**PASSAGE PROVIDED:**
Other elements of a pre-op exam include lab tests and of course, a physical. The anesthesiologist also knows all medications that the patient is on.

To my knowledge, not a single expedition follows a stringent pre-climbing protocol similar to what we do in medicine. And on the mountain, climbers are not monitored the way one is during a surgical procedure. So let’s not be surprised with these deaths, which some are calling exhaustion.

Fatalities are probably due to:

  1. Hypoxia, which brings either collapse from lack of oxygen to the brain or cardiac arrhythmias, which we often see in medicine during hypoxic episodes: The heart, like the brain, does not like low-oxygen situations. This can also occur at night inside a tent, while the climber is sleeping. Lying flat causes shallower breathing, and the intestines also push up, collapsing some of the lungs. Together with a lower SpO2 (less oxygen in the blood), this can be fatal.
  2. Arrhythmias leading to cardiac arrest from hypoxia, dehydration or electrolyte imbalance. The heart is very sensitive to changes in potassium or calcium levels in the blood, and a long summit day can alter these dramatically.
  3. Hypoglycemia –- low blood sugar — can also lead to collapse. This could come after a long day without much food or from diabetes medications taken without  food.

**WHAT THE TASK REQUIRES:**
In the passage on climbing fatalities, changes in which two blood levels is the heart said to be very sensitive to?

**EXTRACTED ENTRIES:**
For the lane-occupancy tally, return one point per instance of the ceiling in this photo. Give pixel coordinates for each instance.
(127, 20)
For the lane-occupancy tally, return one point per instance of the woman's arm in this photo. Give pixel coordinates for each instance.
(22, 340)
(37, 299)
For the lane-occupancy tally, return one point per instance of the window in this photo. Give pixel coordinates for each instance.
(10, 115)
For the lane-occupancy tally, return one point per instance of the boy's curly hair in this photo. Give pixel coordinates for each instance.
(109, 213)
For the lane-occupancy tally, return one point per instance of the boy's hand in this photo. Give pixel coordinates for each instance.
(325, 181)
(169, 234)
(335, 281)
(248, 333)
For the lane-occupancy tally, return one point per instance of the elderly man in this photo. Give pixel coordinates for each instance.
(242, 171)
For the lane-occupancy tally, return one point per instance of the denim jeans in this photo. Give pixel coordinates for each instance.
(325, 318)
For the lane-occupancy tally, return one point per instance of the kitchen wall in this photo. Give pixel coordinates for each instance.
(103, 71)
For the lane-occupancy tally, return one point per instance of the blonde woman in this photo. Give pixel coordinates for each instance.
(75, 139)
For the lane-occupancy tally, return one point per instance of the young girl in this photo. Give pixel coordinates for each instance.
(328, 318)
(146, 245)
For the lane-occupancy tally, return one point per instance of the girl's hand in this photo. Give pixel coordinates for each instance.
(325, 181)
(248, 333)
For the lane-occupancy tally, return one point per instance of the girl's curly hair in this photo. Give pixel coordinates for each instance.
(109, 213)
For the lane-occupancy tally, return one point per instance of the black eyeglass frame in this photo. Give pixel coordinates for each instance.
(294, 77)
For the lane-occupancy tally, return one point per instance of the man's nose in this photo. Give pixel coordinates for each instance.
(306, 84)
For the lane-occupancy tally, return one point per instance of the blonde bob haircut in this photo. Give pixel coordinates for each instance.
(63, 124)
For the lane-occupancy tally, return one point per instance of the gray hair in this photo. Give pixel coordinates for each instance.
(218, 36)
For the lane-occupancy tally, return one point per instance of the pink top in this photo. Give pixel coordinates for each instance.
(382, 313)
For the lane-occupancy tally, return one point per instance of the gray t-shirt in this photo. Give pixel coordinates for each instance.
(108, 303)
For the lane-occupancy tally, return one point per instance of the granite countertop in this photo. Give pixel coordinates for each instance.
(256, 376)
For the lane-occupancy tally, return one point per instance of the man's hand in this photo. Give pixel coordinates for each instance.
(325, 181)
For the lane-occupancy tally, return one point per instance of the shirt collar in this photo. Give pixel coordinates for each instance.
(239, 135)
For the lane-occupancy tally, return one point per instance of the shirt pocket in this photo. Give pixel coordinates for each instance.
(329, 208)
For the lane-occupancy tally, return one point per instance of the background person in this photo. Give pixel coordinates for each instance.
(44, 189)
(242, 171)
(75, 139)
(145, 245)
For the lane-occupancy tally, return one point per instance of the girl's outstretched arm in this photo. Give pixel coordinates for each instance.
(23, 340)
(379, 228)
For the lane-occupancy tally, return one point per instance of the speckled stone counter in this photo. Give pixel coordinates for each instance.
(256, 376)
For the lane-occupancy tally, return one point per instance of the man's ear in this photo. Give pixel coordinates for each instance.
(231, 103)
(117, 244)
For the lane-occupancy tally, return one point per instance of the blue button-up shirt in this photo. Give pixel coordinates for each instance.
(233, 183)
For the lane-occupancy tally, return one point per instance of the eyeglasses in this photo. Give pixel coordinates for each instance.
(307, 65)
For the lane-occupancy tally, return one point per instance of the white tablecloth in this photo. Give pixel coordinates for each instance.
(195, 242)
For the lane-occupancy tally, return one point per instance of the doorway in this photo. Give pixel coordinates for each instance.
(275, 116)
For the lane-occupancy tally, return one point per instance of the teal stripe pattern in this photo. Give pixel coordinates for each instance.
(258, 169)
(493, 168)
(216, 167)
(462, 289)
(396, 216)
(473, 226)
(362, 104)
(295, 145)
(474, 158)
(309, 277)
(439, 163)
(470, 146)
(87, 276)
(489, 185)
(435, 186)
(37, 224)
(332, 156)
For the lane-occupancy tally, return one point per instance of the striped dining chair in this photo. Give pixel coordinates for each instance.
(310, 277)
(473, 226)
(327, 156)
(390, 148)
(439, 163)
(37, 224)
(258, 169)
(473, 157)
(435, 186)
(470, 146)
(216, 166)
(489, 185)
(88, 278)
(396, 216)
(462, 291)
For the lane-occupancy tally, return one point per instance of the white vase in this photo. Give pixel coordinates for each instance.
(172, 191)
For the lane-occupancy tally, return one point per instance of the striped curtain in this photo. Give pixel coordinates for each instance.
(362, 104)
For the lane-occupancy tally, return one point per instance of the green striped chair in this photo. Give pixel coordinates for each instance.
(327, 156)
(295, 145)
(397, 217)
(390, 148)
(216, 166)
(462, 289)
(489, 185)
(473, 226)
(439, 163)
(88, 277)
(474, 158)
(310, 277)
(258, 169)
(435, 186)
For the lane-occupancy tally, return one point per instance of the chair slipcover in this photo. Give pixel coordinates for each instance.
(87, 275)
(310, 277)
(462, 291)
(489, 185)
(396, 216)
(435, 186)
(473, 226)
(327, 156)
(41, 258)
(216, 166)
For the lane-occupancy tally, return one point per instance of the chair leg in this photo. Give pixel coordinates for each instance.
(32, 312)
--
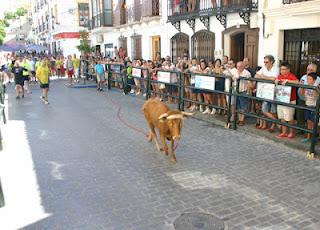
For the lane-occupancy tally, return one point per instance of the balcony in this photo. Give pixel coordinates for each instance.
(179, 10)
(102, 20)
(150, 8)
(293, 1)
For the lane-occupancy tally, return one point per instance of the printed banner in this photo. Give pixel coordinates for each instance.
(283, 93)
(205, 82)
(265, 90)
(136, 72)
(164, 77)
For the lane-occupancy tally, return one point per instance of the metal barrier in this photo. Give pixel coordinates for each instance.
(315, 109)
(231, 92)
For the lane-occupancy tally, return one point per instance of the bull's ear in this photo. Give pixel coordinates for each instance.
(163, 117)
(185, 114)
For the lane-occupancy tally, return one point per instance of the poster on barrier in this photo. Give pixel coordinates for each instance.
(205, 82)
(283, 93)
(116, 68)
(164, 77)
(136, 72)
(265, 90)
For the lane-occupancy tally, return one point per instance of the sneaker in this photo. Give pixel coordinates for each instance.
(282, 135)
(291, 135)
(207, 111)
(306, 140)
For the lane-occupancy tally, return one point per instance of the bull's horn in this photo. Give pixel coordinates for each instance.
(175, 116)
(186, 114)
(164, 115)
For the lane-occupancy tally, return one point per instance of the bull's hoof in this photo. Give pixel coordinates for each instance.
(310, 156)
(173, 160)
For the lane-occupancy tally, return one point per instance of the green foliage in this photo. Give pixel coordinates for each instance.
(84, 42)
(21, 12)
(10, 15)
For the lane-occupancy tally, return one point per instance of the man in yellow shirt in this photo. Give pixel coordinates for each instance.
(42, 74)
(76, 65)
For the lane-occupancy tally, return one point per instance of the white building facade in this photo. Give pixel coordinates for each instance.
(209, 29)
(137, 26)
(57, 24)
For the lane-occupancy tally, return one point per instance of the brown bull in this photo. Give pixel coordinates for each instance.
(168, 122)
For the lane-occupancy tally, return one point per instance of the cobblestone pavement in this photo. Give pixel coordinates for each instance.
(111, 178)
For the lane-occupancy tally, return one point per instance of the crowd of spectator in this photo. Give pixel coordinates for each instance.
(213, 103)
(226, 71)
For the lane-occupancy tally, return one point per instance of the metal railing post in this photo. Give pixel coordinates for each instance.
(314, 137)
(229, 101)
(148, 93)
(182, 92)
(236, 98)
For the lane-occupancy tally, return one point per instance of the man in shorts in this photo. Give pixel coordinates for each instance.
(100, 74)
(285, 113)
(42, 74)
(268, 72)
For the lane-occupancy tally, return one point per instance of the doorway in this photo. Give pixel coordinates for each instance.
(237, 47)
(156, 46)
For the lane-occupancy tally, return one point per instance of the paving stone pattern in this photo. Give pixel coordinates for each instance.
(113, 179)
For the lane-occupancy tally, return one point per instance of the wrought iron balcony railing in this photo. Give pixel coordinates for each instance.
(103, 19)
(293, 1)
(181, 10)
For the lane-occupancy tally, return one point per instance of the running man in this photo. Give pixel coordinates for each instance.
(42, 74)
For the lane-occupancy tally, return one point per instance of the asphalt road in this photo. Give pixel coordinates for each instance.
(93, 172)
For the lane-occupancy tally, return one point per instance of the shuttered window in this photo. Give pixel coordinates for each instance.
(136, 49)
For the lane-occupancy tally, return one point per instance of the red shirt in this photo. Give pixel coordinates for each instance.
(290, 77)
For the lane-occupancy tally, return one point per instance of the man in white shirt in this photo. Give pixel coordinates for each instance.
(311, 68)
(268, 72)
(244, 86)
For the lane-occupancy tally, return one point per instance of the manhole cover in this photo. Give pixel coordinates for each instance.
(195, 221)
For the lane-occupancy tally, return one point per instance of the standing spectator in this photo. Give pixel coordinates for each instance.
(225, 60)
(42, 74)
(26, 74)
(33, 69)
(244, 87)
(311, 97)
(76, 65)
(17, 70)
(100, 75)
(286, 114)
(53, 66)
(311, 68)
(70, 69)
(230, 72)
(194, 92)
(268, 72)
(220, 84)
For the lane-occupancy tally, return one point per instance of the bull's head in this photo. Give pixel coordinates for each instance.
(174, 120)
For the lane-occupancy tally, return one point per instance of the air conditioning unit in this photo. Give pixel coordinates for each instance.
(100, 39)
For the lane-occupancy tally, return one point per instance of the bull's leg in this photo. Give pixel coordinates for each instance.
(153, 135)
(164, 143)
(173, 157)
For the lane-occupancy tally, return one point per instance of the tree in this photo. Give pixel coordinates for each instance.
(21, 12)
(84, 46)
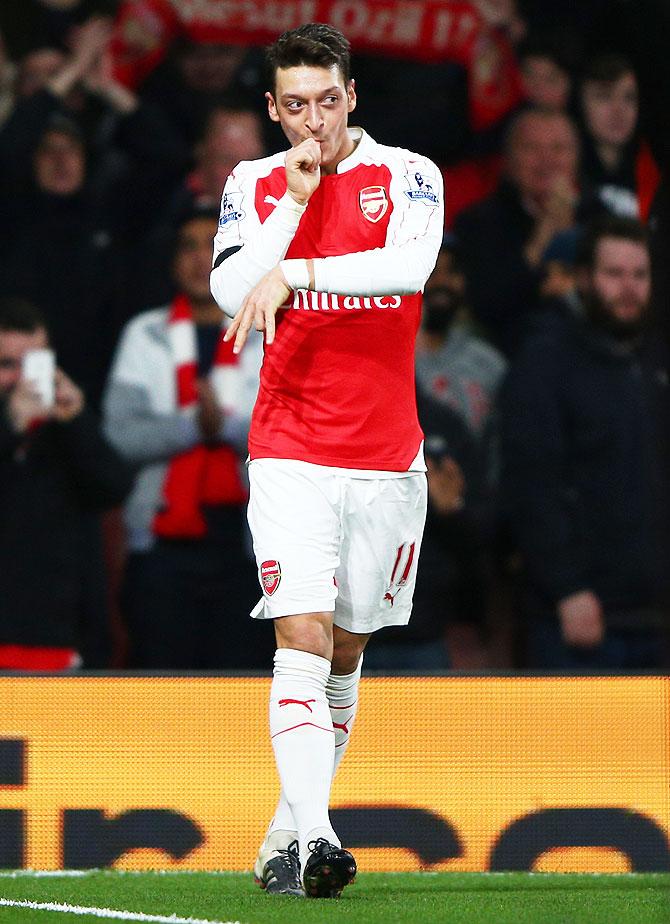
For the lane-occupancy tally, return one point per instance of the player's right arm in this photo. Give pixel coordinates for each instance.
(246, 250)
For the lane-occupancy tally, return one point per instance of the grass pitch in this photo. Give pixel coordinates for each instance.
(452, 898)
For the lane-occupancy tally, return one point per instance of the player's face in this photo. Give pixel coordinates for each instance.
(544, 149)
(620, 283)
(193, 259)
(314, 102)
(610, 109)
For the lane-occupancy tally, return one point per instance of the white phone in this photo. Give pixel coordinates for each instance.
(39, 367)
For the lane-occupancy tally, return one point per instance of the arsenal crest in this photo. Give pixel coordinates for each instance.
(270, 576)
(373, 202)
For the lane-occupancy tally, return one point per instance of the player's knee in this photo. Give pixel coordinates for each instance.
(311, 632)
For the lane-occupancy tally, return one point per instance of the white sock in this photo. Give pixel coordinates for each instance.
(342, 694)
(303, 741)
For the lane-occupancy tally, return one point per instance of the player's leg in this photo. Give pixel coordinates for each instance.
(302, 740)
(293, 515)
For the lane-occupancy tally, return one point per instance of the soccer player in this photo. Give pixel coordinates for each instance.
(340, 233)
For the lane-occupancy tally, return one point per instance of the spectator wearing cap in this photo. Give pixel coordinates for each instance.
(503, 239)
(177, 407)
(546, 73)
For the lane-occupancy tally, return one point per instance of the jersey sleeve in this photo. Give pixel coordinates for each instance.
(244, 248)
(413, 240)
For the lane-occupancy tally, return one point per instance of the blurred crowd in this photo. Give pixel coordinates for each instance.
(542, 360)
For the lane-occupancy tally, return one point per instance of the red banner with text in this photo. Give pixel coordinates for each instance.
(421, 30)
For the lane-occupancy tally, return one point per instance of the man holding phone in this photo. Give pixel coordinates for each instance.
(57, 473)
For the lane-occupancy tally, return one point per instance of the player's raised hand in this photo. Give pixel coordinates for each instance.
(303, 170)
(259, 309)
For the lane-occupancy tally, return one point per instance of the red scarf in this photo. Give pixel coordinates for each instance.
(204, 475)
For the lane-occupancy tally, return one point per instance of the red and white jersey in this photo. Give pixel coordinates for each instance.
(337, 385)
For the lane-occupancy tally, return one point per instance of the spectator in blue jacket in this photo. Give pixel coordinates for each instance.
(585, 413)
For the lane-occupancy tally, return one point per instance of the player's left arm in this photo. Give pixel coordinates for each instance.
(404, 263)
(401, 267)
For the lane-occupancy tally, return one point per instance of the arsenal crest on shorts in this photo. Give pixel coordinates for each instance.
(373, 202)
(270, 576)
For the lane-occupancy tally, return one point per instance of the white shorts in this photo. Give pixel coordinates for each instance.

**YOUR RESPONSE:**
Potassium and calcium.